▶ [Task to complete]: From the line containing "You are given a photograph. Could you point to the golden" through the last line of the data, return those lines exactly as written and nothing more.

- - - - -

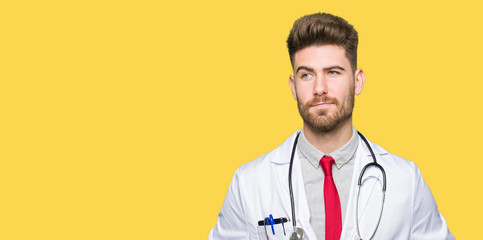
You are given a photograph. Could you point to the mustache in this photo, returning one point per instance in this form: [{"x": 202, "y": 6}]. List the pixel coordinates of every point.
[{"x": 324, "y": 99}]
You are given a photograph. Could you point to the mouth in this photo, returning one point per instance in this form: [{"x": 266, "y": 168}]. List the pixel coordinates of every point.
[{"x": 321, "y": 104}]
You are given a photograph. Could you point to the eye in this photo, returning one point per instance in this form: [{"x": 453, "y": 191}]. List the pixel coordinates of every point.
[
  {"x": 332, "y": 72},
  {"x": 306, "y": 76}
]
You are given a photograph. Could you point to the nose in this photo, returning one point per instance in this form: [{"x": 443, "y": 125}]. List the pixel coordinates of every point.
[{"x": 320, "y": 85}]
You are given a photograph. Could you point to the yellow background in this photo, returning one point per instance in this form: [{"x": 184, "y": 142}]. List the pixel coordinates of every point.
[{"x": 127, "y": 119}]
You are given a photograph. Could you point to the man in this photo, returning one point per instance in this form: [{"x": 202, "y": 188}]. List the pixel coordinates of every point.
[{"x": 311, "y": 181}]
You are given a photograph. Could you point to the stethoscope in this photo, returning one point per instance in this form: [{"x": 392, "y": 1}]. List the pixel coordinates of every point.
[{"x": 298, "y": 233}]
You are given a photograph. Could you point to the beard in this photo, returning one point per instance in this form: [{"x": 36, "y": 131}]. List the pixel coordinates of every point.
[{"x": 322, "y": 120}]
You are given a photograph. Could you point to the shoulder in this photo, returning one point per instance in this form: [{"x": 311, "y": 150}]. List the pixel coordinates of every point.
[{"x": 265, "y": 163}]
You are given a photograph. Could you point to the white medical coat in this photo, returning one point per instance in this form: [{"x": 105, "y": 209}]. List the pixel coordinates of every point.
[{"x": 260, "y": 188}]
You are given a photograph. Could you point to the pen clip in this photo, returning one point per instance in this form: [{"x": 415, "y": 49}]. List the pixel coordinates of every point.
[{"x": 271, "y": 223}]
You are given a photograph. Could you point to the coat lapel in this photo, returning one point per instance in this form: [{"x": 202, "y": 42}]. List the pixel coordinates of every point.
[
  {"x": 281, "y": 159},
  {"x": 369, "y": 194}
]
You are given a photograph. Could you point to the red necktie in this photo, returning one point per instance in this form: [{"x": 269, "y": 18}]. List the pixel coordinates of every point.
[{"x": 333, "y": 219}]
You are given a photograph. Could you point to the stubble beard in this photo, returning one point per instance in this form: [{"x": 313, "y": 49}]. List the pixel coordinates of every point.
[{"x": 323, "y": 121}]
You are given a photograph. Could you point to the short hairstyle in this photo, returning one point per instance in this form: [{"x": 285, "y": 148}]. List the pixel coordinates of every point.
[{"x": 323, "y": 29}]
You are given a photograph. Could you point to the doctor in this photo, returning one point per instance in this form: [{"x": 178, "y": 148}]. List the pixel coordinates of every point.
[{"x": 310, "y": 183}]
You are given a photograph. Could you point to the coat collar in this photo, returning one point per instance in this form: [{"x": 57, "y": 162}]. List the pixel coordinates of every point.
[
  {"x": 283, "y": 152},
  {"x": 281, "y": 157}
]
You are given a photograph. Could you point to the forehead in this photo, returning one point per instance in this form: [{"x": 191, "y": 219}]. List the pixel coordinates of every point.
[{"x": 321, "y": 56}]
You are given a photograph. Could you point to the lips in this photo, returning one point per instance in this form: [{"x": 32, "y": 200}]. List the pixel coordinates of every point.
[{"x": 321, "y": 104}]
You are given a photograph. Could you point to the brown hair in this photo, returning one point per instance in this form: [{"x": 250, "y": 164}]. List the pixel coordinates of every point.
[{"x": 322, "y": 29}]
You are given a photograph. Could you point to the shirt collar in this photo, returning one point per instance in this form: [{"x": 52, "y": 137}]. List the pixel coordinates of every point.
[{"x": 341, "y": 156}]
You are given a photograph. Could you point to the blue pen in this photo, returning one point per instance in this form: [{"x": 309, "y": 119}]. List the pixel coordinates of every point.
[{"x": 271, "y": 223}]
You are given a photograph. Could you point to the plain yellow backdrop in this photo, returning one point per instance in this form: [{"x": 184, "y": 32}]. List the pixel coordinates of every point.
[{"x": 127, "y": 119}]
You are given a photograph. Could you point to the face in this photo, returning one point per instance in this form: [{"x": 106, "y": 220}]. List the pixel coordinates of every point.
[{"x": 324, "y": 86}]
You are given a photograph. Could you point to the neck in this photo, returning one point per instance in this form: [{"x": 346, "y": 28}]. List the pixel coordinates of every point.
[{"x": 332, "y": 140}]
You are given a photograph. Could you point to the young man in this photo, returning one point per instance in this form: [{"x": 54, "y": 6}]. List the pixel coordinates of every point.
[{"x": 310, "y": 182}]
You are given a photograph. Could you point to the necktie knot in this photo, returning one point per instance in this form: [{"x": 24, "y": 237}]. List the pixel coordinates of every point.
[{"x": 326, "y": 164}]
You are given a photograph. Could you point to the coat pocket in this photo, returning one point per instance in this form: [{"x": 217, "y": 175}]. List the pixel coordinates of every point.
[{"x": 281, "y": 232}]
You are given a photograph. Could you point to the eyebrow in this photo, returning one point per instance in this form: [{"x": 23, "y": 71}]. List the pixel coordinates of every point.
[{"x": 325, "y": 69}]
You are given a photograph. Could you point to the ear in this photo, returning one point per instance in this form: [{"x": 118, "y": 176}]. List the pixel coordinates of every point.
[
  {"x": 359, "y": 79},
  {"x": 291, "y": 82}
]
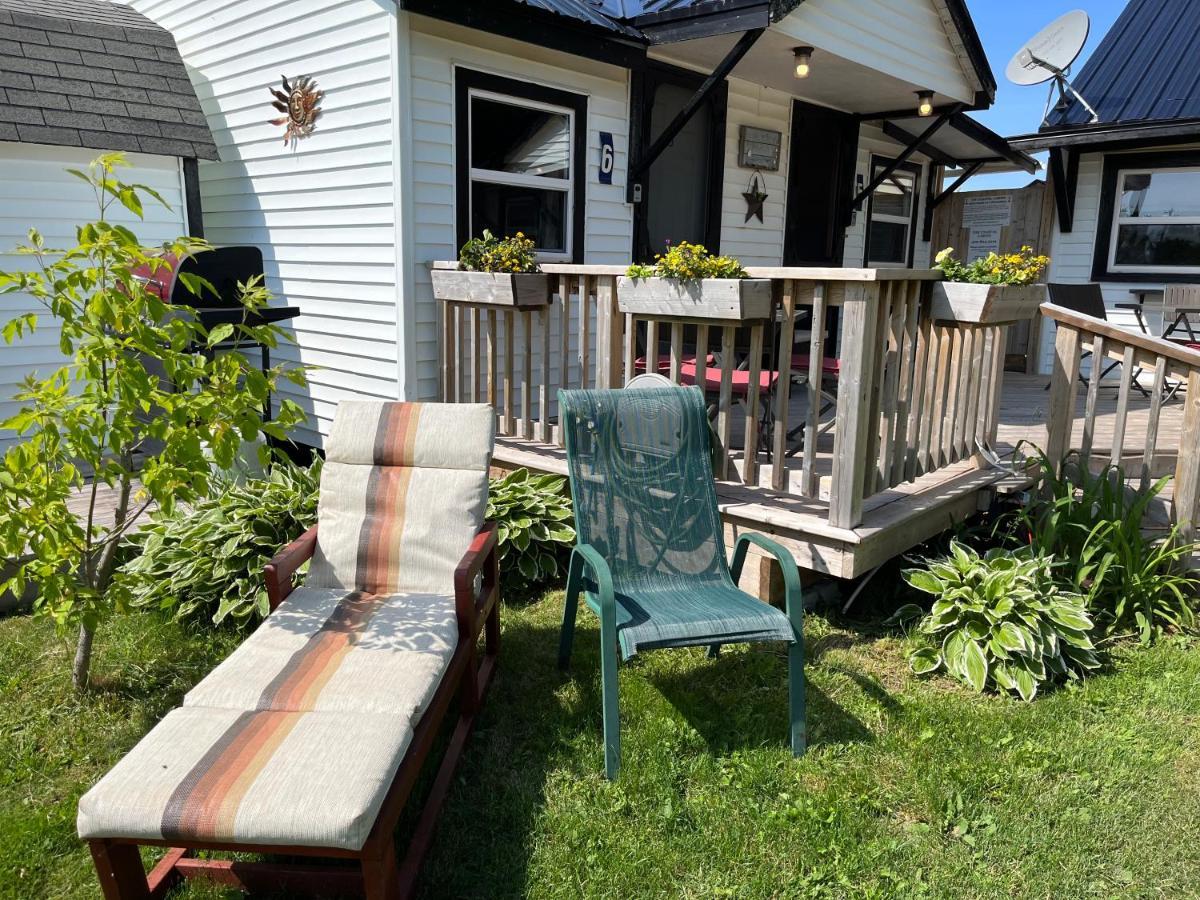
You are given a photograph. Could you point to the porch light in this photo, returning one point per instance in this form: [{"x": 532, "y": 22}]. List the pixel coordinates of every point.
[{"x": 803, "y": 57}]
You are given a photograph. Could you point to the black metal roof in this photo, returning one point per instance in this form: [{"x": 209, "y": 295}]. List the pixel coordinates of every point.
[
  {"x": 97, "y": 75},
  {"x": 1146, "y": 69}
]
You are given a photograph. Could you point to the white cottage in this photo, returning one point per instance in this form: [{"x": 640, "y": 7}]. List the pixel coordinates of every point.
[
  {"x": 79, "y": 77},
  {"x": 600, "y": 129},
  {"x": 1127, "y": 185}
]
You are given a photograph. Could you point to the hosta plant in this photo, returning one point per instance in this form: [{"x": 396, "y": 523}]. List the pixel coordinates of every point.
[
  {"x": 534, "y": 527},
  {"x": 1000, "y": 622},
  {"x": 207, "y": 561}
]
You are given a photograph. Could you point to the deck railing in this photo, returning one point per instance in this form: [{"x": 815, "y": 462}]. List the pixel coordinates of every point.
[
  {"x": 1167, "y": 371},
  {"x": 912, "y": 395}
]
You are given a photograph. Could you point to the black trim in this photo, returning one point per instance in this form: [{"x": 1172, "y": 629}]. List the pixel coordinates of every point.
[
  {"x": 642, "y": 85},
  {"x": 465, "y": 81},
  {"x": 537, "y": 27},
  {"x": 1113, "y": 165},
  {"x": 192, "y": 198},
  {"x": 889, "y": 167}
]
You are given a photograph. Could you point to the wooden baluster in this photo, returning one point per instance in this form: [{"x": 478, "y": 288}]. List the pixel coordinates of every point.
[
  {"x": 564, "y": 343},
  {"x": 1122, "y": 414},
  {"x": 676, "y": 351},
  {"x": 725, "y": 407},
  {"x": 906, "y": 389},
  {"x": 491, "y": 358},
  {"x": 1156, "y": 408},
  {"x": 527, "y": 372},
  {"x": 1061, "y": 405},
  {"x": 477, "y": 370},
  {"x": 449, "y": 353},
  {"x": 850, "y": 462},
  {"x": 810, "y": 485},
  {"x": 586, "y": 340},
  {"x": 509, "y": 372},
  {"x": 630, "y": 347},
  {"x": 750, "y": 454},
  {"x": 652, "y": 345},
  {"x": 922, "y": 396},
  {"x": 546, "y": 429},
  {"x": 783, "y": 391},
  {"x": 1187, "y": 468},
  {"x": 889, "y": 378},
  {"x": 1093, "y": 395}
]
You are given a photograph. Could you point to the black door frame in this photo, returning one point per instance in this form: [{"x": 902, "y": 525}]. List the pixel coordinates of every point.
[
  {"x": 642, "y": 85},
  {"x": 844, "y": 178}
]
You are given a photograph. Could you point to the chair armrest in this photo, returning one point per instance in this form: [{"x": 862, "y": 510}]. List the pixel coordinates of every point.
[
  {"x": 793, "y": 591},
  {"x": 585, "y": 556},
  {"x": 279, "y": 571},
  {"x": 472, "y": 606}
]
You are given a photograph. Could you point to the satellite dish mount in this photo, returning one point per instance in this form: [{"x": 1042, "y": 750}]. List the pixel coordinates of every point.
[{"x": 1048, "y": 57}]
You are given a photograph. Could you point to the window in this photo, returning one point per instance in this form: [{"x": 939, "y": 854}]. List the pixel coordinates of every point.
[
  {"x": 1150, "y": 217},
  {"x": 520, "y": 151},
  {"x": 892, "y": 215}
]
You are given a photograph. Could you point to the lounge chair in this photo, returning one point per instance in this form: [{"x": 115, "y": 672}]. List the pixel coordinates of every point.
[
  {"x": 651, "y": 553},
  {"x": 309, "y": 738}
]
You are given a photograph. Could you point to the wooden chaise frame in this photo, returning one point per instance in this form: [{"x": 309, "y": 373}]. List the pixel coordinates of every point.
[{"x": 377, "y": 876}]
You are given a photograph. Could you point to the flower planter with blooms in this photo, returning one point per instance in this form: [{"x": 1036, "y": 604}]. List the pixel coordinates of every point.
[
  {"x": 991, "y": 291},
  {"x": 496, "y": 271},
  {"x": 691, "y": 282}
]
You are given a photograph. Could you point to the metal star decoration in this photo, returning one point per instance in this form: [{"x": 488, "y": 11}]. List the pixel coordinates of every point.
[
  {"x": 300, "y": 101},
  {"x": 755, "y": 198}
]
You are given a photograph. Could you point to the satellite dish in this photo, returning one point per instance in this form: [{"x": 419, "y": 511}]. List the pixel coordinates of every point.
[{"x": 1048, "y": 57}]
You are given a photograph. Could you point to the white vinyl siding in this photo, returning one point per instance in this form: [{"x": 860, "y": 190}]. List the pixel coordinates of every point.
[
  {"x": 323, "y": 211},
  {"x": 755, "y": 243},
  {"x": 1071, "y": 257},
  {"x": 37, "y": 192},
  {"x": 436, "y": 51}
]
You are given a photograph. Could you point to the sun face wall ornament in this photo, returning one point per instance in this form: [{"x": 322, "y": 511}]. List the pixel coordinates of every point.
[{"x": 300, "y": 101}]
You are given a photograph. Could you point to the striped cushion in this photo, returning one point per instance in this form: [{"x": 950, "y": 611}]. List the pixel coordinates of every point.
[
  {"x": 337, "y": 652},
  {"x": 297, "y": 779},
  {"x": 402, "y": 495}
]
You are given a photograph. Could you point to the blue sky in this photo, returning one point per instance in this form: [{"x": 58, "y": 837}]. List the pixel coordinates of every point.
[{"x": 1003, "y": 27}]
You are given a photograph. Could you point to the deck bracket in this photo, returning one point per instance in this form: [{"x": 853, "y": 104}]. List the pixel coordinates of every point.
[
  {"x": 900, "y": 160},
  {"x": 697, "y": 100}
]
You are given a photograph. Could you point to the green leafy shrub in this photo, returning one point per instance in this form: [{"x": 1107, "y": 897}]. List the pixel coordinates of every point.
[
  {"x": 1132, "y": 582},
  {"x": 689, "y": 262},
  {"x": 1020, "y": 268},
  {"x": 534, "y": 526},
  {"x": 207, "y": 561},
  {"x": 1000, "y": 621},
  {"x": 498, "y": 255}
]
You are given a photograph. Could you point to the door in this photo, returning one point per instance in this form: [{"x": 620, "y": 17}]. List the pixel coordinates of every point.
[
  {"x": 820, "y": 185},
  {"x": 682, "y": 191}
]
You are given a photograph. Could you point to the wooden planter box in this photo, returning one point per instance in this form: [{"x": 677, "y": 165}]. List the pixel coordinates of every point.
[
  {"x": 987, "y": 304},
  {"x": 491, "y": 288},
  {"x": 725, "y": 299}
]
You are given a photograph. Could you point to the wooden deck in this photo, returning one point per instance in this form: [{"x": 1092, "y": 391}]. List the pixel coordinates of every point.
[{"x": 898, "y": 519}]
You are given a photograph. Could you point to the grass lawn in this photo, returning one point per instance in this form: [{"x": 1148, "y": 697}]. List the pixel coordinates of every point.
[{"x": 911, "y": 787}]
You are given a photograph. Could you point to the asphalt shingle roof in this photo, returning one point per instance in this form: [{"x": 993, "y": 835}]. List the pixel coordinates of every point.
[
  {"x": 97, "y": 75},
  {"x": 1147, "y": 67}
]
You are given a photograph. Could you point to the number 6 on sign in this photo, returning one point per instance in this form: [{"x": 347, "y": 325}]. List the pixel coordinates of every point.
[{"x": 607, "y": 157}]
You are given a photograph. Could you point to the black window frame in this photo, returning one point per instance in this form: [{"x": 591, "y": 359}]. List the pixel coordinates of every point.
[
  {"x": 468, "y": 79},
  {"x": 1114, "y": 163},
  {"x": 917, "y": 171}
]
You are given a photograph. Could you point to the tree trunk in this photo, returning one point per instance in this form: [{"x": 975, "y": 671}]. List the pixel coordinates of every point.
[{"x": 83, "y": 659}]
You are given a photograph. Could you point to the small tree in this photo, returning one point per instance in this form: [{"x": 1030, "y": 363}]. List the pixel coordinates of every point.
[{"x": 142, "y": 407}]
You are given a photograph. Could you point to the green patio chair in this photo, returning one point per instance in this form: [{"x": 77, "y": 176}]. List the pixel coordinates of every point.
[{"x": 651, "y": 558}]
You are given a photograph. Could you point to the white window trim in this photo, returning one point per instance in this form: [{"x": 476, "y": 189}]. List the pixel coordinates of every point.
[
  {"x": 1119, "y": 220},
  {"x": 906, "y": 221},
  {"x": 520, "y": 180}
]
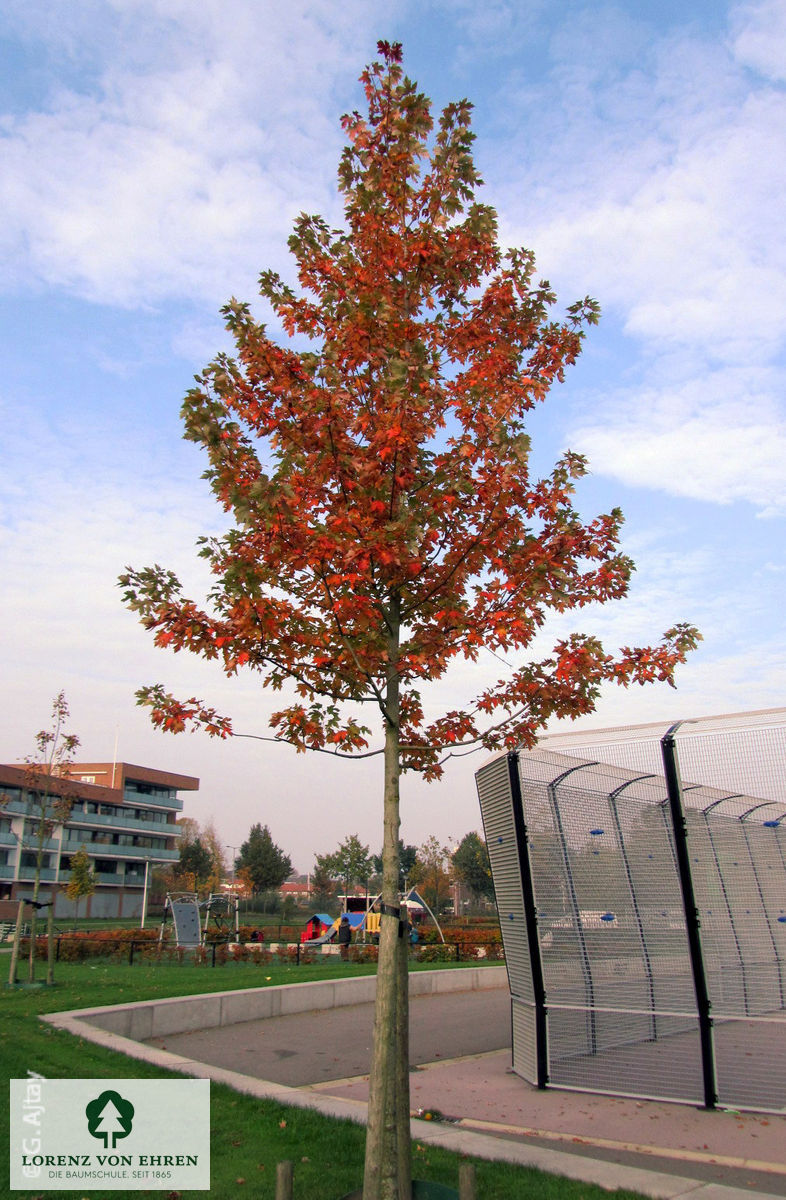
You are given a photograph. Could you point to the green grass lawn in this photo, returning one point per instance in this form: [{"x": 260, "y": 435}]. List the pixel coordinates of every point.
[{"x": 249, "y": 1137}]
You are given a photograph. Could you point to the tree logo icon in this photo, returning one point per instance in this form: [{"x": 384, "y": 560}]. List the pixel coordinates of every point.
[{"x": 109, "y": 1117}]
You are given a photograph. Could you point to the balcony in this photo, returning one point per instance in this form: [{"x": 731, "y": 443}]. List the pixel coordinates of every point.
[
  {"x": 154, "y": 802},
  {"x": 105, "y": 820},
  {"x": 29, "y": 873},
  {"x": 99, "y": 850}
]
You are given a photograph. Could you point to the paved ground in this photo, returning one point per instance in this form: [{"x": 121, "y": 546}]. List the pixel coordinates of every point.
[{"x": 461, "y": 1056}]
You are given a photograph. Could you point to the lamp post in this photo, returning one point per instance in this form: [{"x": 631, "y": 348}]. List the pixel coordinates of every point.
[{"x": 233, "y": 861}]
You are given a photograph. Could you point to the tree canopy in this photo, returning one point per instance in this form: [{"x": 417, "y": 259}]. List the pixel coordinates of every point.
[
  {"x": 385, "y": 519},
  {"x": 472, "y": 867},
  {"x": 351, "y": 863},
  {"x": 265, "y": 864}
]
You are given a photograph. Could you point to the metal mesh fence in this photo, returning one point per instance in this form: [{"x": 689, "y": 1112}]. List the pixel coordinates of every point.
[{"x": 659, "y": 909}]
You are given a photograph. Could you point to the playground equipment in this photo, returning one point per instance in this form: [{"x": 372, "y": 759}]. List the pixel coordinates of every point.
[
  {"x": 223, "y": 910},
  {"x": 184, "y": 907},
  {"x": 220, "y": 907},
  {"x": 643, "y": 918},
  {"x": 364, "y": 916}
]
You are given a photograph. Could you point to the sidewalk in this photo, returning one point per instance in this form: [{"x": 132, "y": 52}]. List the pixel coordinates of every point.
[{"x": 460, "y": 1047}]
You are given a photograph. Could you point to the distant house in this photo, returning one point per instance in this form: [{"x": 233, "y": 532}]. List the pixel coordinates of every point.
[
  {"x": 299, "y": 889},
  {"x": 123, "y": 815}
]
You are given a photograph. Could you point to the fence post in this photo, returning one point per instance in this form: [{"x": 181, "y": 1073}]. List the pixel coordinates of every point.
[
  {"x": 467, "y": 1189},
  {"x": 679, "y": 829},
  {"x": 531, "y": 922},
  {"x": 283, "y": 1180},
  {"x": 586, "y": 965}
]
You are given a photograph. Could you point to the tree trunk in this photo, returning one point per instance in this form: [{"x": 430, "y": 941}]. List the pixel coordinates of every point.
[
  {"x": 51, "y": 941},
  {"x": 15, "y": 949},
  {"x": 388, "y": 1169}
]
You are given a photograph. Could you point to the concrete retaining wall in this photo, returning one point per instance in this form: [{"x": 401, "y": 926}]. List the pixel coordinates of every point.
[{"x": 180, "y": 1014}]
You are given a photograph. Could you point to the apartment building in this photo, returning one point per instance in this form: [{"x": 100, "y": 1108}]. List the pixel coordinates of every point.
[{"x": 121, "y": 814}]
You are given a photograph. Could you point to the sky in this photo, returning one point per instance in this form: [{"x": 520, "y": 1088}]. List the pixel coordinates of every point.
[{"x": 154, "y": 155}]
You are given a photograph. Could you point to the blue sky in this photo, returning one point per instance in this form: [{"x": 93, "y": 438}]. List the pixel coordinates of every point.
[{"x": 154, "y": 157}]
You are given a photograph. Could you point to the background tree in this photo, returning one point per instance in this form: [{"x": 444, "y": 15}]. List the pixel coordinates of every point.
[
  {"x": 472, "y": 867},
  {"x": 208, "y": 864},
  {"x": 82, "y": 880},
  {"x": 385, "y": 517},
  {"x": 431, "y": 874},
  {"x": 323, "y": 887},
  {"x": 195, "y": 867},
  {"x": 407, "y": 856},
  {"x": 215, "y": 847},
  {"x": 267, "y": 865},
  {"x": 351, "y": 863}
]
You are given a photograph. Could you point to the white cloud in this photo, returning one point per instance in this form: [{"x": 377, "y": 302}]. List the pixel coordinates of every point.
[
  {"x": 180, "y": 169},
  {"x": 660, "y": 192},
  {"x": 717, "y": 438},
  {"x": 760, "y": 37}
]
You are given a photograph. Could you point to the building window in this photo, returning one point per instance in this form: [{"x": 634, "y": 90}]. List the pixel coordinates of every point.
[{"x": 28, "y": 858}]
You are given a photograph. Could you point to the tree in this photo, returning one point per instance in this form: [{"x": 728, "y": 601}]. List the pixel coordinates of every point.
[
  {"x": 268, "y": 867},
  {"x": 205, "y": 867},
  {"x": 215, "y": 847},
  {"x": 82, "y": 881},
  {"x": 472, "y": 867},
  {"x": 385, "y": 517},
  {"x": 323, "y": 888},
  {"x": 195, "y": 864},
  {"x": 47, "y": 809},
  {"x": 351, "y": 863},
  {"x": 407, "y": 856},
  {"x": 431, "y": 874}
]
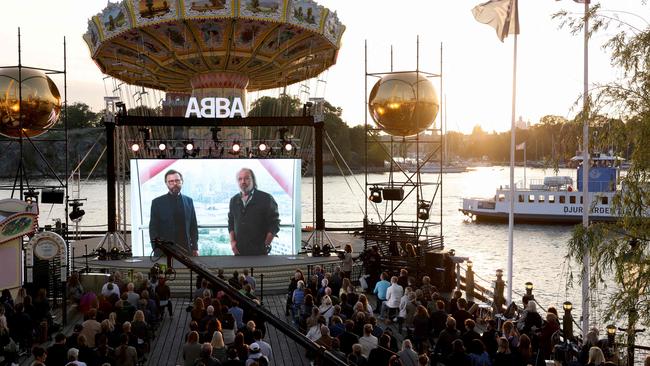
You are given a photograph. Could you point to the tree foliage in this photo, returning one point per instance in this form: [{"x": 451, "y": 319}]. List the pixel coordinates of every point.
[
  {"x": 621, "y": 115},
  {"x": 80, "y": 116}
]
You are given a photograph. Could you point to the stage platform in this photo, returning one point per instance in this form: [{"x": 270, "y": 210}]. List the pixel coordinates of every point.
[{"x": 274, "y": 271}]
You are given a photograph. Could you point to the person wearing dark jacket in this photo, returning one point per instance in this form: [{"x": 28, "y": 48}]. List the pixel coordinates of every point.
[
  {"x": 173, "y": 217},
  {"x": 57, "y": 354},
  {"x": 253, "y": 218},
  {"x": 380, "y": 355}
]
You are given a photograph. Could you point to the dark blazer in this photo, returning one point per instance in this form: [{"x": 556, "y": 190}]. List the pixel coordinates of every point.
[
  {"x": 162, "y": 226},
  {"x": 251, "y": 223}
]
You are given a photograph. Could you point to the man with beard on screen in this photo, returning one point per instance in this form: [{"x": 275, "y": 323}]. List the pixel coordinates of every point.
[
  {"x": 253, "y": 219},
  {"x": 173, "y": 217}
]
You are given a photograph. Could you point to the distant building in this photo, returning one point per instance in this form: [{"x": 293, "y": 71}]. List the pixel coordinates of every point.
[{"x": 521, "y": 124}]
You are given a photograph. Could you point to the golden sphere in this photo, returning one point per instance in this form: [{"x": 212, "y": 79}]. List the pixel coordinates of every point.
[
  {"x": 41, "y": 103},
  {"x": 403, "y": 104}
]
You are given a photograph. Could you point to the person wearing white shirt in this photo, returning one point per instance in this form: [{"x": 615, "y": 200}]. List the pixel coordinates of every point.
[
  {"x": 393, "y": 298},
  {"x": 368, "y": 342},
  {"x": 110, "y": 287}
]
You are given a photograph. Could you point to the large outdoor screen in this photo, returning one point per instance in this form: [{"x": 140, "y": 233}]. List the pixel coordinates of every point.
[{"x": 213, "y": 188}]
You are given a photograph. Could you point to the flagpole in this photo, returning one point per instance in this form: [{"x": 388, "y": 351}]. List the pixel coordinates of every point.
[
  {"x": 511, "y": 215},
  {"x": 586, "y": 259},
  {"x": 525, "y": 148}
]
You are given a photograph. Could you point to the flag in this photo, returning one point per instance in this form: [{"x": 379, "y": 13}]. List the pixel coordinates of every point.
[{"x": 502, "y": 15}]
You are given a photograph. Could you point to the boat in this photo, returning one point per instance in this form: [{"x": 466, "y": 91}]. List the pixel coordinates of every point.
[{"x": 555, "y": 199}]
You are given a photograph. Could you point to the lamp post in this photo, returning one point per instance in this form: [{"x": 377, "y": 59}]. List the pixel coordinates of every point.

- - - - -

▶ [Result below]:
You are given a photograph. Could you point to the golden sphere in this photo, returning one point per instance in this form: [{"x": 212, "y": 79}]. List the pixel coordinates of every point.
[
  {"x": 41, "y": 103},
  {"x": 403, "y": 104}
]
You are given a photograph. Could you point to the person wearing white shirt in this photo, returning one point per instance in this form: [{"x": 615, "y": 200}]. List the pixel coordinates of every point.
[
  {"x": 393, "y": 298},
  {"x": 368, "y": 342},
  {"x": 110, "y": 287}
]
You are given a photograph. Could you point to the large outdoor screen in this photo, returning one point per instance in this form: [{"x": 140, "y": 233}]. List the pixel coordinates of every point.
[{"x": 213, "y": 188}]
You are given a photograph. Could you point to the flagpole in this photo, returning one point per instance in this form: [{"x": 388, "y": 351}]. List the pixel coordinates of every point.
[
  {"x": 511, "y": 215},
  {"x": 586, "y": 259},
  {"x": 525, "y": 148}
]
You are given a photograph. Could you point to the flag in this photo, returning one point per instance in this form: [{"x": 379, "y": 13}]. List the pixel coordinates of every point.
[{"x": 502, "y": 15}]
You are given a photograph. Could you point to the boat in this photo, returning one point per instance in this form: [{"x": 466, "y": 91}]. List the pixel coordinates of every point.
[{"x": 555, "y": 199}]
You are given a photograph. Could you point to the lamp post in this photo, returning one point per instance in this form: [{"x": 377, "y": 59}]. List the pixel coordinates of every point.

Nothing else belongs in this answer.